● **Aim**
List every line in the records below that contains the string "target", matching case exactly.

----

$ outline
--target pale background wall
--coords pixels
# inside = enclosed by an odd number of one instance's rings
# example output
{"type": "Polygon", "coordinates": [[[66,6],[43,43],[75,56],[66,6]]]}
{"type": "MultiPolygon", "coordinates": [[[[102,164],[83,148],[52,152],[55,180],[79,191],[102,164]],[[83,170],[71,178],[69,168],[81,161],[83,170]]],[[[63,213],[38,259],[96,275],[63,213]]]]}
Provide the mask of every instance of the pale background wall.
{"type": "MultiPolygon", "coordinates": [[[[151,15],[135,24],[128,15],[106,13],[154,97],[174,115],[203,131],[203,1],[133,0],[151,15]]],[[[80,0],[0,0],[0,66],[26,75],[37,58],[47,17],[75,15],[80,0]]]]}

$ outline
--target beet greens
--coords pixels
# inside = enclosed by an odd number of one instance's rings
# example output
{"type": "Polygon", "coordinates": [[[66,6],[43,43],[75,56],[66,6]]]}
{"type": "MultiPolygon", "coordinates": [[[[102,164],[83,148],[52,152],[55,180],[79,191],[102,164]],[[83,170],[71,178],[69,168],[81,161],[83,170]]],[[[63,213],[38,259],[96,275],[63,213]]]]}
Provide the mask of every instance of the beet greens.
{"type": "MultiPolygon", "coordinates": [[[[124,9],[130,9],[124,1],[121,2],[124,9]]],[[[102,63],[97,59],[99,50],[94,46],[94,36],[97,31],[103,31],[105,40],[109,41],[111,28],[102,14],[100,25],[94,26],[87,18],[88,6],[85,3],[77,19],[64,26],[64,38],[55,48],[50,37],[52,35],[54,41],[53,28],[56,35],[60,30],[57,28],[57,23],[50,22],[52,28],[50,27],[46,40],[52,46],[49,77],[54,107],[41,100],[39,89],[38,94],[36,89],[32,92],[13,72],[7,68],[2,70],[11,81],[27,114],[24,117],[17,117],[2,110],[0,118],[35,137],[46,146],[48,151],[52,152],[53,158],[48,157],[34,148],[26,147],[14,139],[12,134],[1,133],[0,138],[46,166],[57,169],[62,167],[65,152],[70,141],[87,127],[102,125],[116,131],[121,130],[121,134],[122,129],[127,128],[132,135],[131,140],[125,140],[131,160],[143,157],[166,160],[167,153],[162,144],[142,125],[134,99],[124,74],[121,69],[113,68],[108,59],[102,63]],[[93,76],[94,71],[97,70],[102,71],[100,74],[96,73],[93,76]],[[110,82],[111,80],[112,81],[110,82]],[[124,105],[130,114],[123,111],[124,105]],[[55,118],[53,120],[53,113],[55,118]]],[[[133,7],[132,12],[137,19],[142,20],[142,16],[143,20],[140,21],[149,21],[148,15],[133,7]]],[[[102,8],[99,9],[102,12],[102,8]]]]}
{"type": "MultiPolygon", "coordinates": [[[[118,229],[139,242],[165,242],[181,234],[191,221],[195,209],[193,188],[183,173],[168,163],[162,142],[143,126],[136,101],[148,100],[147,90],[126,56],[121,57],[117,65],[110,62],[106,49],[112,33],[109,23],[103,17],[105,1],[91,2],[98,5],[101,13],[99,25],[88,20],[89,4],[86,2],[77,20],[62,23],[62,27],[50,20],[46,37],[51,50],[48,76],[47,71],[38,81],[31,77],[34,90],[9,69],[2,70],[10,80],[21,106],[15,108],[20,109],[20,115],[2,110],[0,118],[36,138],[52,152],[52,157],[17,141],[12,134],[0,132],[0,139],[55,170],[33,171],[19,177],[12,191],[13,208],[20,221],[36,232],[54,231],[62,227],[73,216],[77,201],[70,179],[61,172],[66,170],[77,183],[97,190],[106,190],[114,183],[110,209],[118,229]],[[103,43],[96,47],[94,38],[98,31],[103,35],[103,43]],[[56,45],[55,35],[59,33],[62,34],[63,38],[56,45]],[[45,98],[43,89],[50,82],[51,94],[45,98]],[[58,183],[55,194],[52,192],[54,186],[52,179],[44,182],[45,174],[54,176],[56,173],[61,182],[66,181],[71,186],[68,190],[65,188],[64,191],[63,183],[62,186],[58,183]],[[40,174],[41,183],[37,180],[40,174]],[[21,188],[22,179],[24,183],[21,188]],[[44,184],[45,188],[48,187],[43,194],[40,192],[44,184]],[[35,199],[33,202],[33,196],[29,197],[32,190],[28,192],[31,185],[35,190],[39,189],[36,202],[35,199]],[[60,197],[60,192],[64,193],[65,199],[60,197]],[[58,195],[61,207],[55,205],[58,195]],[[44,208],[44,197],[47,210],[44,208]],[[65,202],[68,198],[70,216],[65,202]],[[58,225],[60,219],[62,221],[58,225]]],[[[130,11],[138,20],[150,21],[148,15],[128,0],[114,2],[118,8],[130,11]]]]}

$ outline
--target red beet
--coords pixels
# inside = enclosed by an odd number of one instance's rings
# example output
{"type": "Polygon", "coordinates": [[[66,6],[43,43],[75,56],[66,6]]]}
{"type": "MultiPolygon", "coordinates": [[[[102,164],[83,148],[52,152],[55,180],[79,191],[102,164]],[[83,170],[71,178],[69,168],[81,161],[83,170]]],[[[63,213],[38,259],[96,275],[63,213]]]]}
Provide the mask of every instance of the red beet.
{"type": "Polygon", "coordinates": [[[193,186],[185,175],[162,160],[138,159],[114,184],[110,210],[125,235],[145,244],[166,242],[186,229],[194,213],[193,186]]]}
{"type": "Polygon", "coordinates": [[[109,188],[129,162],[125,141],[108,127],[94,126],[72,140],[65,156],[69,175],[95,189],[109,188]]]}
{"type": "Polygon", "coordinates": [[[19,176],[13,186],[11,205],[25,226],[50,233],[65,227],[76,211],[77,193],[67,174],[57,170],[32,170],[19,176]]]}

----

● **Answer in full**
--target pale background wall
--target beet greens
--target red beet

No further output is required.